### [PROVIDED MATERIAL]
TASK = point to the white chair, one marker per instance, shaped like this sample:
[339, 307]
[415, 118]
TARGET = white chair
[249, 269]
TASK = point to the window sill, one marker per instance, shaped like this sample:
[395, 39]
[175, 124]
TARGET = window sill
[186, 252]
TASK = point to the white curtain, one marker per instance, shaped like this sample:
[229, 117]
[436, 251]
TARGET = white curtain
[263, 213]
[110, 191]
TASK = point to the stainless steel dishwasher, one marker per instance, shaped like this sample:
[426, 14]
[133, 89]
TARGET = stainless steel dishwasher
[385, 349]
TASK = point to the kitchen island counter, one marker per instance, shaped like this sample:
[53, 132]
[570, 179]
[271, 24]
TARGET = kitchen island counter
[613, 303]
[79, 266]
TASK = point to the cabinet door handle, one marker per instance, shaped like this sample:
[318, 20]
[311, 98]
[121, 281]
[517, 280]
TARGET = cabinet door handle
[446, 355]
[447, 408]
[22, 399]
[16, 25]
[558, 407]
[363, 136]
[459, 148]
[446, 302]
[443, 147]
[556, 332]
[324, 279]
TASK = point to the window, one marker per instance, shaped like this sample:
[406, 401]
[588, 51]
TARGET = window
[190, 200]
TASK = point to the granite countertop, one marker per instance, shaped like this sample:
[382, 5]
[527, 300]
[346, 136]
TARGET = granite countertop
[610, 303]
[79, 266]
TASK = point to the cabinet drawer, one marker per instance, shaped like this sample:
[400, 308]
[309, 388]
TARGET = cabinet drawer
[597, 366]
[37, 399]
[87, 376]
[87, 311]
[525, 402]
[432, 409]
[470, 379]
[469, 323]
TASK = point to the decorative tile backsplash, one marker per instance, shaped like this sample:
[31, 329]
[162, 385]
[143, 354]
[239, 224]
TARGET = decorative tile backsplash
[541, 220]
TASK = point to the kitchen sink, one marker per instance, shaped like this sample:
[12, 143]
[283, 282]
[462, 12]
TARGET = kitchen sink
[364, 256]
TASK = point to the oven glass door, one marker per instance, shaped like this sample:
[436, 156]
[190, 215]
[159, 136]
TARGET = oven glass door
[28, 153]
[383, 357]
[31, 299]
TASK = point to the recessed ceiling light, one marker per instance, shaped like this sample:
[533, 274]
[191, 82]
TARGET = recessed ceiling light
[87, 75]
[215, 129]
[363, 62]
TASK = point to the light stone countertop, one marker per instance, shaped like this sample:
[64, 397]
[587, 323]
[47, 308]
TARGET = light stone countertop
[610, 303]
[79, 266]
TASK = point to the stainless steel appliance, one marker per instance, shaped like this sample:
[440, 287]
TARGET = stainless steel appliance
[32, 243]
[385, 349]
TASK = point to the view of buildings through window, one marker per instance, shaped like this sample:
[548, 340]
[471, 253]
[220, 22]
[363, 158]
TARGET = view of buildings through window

### [YOUR TASK]
Could you put the lines from the one holding "TASK = point to the stainless steel appliance, one" through the last line of the items, inclusive, into a Markdown table with the columns Number and Entry, leaving out any blank lines?

### [EXERCISE OUTPUT]
| Number | Entry |
|---|---|
| 1 | TASK = point to the stainless steel appliance, one marker per instance, shaped like this sample: |
| 2 | [440, 287] |
| 3 | TARGET = stainless steel appliance |
| 4 | [32, 243] |
| 5 | [385, 349] |
| 6 | TASK = point to the view of buildings through window, one marker per instance, shaped like this sample: |
| 7 | [548, 340] |
| 8 | [471, 253] |
| 9 | [220, 22] |
| 10 | [363, 158] |
| 11 | TARGET = view of buildings through window |